MATERIAL FOR THIS TASK:
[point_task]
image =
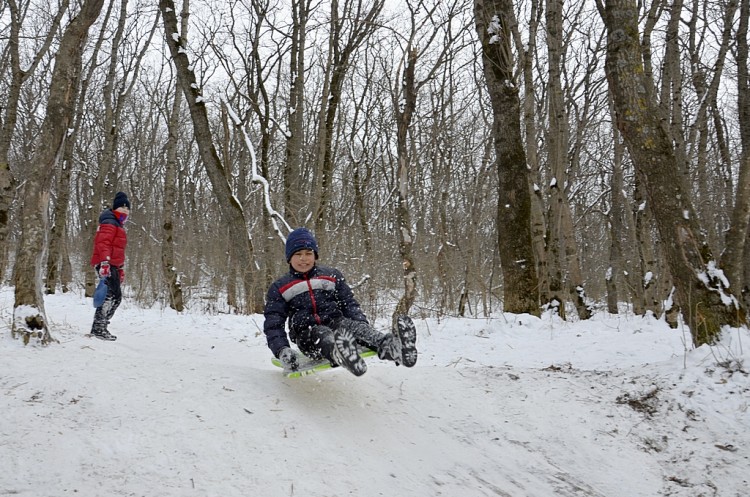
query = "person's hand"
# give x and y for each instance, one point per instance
* * *
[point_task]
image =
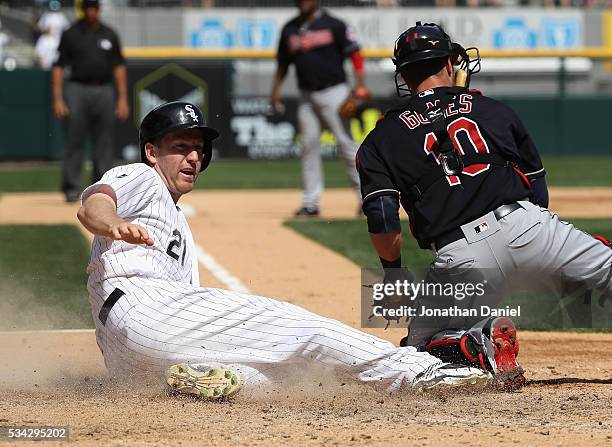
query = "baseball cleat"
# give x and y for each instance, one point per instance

TASK: Pull out every line in the listing that contains the word "query".

SOLUTION TO THE EXERCISE:
query = "person's hand"
query = "baseball cleat"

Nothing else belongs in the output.